Aim of the task
Continue the passage on adult attachment and dependence between partners from the point where it ends.

+++ Selected passage +++

Sue Johnson writes about adult attachment, a concept she expanded from John Bowlby, who theorized that babies form connections with their caretakers based on how secure they feel. Later theorists noted that we take these original styles of attachment and use them in our adult relationships. At the simplest level, this means that if our parent was not very attentive (or neglectful or abusive) when we were babies, we never got the assurance and closeness we needed to be feel safe, and so we have a hard time feeling safe and secure with partners later in life.· Just like babies do, adults feel safer when their partner is nearby, responsive, physically loving and paying them close attention.

Johnson says that, even though our society favors independence and autonomy, we need to feel dependent on our partners. At some level, if our partner is open to us emotionally, compassionate and kind, only then can we feel protected enough to ask for what we need. Paradoxically, it’s this dependence that allows us to move away and also get our needs met in other arenas (since clearly, our partner can’t “fix” us, solve all our problems, or be our whole world—see previous blog post).

+++ Information provided +++

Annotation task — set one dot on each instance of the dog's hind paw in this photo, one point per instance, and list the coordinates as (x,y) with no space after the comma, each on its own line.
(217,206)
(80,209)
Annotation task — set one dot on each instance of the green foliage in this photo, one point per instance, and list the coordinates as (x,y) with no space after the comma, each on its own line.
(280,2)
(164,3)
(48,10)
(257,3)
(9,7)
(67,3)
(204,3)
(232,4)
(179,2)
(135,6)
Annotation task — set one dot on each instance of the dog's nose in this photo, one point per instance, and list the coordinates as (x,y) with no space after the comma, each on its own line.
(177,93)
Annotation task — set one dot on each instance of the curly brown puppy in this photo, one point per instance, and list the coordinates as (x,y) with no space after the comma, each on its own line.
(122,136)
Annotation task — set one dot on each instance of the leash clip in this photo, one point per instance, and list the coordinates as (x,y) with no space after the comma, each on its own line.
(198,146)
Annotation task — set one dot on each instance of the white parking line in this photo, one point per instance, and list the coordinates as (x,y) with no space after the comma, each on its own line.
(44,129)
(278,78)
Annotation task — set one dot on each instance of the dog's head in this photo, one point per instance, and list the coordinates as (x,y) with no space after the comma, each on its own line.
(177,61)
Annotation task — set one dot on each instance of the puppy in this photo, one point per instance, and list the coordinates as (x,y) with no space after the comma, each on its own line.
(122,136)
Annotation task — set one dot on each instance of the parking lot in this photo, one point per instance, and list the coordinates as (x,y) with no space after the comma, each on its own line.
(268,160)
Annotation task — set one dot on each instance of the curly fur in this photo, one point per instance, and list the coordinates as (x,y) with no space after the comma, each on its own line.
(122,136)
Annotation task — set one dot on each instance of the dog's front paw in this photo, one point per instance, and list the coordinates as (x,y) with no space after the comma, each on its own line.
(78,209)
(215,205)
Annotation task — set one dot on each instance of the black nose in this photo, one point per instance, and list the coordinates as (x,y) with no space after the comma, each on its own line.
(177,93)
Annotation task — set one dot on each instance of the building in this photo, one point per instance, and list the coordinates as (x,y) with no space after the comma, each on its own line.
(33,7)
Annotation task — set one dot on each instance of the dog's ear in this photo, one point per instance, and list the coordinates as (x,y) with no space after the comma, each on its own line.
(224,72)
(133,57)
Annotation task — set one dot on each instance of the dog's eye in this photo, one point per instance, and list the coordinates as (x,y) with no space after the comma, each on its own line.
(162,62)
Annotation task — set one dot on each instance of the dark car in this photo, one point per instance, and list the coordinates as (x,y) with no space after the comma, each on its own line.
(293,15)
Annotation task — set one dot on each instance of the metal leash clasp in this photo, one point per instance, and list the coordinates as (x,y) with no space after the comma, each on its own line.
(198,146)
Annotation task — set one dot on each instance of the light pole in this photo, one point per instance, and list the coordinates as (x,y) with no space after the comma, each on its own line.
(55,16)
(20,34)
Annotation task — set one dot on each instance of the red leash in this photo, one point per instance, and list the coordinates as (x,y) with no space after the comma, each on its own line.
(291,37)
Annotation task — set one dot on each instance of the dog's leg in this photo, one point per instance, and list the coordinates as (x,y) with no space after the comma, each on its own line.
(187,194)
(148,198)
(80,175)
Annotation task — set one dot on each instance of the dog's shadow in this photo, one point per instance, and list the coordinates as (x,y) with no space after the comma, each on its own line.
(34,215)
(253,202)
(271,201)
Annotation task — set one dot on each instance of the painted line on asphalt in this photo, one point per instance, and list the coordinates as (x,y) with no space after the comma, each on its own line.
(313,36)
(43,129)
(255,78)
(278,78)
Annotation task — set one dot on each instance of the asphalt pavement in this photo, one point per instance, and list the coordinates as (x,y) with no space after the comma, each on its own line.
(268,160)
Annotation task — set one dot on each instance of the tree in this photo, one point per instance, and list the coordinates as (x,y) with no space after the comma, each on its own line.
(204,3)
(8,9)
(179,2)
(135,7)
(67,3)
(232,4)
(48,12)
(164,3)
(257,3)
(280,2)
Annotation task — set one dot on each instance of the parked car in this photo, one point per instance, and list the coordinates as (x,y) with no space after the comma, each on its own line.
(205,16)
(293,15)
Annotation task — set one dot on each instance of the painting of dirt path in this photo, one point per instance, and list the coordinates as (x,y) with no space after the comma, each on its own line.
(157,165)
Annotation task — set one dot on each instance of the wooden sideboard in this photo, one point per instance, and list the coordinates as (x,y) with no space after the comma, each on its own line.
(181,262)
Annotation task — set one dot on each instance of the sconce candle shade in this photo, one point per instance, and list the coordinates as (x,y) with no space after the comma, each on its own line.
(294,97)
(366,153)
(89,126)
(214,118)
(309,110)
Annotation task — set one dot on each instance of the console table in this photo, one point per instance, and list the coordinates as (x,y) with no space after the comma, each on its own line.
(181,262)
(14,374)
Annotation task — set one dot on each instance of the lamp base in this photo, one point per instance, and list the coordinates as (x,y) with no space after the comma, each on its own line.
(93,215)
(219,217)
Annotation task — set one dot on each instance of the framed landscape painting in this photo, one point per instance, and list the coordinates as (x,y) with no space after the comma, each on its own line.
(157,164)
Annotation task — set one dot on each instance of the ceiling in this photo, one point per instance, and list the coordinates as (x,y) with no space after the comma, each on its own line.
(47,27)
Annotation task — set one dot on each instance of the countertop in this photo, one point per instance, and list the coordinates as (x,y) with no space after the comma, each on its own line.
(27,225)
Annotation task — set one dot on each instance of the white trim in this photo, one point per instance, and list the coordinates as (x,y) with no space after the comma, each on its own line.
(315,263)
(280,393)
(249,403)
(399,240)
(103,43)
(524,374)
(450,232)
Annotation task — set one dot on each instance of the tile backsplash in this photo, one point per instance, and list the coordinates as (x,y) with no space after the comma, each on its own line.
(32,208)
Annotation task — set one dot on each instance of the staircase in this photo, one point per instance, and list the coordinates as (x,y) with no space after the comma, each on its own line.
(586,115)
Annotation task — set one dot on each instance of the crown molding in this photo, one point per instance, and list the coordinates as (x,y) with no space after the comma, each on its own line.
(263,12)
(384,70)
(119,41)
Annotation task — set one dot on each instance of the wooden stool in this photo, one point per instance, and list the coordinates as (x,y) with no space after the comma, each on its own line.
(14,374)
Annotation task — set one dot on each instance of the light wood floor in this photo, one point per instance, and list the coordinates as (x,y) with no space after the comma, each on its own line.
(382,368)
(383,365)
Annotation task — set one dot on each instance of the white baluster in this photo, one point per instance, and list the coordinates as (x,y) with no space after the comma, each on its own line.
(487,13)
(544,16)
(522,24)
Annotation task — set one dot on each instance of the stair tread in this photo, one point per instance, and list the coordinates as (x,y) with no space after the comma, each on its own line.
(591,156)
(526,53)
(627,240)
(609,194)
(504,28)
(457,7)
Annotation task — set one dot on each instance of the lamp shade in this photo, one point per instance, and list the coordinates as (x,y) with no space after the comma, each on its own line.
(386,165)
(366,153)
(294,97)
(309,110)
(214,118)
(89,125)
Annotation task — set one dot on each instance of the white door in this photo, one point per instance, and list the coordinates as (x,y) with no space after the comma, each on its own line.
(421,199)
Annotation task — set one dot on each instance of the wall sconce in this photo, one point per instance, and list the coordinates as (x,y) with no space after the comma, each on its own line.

+++

Response to the exercise
Further, if we don’t feel safe and secure with our partner, we tend to become either clingy or distant. And underneath the actions that go along with that—begging for more, nagging, shutting down—is a feeling of isolation and despair. Ultimately, when the one place we turn to for peace and love feels precarious, it’s traumatic.

So my definition of what helps of marriage has expanded. In my office, we look at both sides of the same coin: independence and dependence. As with most things in life, what’s important is balance. We need a little of this, a little of that, and plenty of movement back and forth between the two. And yes, there’s always room for us to close down, or to move away from our mates in order to take better care of ourselves. As long as we remember that it’s right to come back, and it’s okay to need them.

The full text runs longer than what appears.